[start SELECTED PASSAGE]

Notable in public discourse over the past few months was the uncertainty about whether the masses would finally benefit from the imminent changing of the guard in government.

Some of my uncertainty stems from how leaders manage and perhaps prioritise stakeholders and the role of education in embedding norms for individual economic progress.

In particular, let us consider three groups – our local elite, including senior management in business and government; in broad terms, our local people; and international corporates in Western and Brics nations.

I propose that we need a bold and astute leader who can manage all three groups to benefit South Africans.

In other words, we hope that our leader will establish ways to sway elites to prioritise the people of South Africa, which may be a difficult task considering that we are dealing with borrowed norms of behaviour.

I will highlight a few sources of my uncertainty about whether the masses will benefit, despite the coming change in government leadership.

For an African example, let’s look at Nigeria and Tanzania.

It is possible for a country to increase its wealth, as indicated by gross domestic product (GDP) per capita, but retain its stubborn inequality.

For example, the GDP per capita of Nigeria through its oil exports skyrocketed from the mid 1970s to the mid 1980s, but living conditions for the majority remained on par with those of poorer, non-oil exporting countries such as Tanzania.

Facilitators – for example, a major bank or multinational enterprise – with the help of local elites, appear to play a significant role in diverting large amounts of capital away from public benefit to instead reach capital interests in the West and Brics.

Local elites’ vulnerabilities may be traced to a background of poverty.

But I suspect that this may be simplistic.

What has changed in the norms of once poor individuals who survived as a collective? As an educator, I often reflect on the role of education in altering the norms of local elites.

The brilliant minds of our elites, and their educators, may come into doubt considering their often uncritical application of so-called universal norms for attaining economic success as individuals, organisations and societies, despite large differences in socioeconomic contexts.

For example, up and coming elites exit our education system and are attracted into a job market with entrenched norms about how to attain material success.

[end SELECTED PASSAGE]

• _SET PROBLEM A_
Answer these questions about the commentary on South African leadership above:
(i) What three groups does the writer ask readers to consider?
(ii) Across what years did Nigeria's GDP per capita rise sharply through oil exports?
(iii) What examples of facilitators does the writer name?
This commentary has nothing to do with the rows that come next.

[start THE DATA]

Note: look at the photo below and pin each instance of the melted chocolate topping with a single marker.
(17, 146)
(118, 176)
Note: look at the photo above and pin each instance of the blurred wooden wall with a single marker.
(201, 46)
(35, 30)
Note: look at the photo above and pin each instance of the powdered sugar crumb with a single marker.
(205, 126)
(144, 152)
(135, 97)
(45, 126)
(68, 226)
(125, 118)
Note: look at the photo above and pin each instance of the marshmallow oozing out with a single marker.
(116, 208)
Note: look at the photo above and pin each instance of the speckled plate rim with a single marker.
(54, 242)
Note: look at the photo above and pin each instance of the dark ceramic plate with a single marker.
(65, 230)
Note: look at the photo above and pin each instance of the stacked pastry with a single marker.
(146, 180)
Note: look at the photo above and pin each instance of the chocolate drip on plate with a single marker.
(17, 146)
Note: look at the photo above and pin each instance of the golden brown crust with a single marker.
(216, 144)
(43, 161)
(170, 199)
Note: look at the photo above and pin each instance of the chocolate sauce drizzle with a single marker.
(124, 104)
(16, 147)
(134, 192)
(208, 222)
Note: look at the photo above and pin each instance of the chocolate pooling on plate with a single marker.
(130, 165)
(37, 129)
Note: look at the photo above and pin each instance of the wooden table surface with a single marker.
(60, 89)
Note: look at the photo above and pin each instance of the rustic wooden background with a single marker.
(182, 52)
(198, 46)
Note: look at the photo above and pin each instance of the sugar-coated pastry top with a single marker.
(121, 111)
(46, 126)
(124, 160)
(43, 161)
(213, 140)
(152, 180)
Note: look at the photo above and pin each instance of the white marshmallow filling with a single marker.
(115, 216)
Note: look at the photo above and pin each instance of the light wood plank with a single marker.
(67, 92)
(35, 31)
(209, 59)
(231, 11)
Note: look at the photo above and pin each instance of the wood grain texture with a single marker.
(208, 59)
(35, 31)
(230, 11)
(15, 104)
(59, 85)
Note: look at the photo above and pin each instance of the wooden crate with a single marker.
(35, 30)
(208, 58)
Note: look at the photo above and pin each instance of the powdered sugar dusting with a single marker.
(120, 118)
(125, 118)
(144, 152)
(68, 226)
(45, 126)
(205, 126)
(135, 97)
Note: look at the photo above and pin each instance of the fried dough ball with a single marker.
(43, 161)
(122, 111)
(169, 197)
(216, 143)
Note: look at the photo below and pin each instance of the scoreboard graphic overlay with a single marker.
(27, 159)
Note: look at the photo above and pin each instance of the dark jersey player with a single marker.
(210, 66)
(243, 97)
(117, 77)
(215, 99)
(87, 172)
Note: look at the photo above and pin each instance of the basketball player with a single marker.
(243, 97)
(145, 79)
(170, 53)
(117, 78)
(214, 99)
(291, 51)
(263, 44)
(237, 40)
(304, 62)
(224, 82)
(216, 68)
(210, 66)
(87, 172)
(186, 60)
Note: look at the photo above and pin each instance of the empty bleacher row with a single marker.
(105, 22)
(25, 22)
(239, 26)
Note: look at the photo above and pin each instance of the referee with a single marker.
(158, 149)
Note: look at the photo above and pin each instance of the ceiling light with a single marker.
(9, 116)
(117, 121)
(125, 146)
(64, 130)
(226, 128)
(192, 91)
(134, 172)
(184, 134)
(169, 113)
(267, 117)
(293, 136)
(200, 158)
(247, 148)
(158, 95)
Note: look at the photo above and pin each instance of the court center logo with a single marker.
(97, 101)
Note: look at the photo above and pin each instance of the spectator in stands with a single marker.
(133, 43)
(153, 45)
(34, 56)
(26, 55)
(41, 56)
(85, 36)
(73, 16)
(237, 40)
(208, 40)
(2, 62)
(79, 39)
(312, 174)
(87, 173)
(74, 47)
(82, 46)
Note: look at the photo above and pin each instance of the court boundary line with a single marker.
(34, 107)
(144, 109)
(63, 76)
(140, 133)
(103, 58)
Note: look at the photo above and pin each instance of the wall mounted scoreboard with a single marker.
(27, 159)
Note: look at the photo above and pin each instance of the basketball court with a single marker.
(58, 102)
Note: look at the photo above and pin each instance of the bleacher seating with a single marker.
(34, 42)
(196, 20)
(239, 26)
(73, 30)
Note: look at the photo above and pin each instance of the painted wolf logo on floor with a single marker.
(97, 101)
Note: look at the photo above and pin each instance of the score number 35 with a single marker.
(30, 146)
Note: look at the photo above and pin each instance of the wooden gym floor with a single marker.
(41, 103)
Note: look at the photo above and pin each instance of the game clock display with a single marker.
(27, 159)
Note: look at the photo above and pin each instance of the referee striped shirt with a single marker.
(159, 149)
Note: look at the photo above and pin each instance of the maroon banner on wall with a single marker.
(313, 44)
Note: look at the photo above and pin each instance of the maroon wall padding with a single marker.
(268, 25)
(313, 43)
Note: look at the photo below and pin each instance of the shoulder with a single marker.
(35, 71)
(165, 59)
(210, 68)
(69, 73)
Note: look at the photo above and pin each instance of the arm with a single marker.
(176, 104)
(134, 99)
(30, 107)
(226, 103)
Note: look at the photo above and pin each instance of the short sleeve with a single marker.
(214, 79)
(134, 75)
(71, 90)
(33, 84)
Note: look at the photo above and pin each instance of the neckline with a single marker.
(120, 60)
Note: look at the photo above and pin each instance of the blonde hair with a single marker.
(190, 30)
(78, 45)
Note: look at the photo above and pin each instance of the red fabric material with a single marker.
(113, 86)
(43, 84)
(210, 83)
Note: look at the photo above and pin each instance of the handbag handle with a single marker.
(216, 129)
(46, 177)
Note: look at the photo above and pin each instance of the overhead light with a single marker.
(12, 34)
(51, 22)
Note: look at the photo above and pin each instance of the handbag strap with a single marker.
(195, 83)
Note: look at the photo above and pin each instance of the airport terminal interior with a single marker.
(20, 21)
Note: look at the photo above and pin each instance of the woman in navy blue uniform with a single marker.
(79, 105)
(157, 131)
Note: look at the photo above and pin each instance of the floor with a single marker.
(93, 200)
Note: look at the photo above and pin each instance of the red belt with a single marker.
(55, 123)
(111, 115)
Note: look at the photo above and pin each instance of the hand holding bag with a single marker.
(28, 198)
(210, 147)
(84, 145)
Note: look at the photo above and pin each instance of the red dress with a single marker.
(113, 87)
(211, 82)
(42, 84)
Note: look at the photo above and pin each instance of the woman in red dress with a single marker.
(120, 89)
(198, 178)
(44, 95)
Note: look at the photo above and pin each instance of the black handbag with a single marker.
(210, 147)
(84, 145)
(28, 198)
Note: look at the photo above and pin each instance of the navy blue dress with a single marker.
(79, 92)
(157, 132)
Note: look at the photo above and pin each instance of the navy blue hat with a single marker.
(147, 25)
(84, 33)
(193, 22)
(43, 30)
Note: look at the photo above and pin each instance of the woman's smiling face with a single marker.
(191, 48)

[end THE DATA]

• _SET PROBLEM B_
Count the lines in the rows above that contain the string "wooden", treating case as significant, and reply with the number alone.

• _RIGHT ANSWER A_
(i) The local elite, including senior management in business and government; the local people, in broad terms; and international corporates in Western and Brics nations.
(ii) From the mid 1970s to the mid 1980s.
(iii) A major bank or a multinational enterprise.

• _RIGHT ANSWER B_
5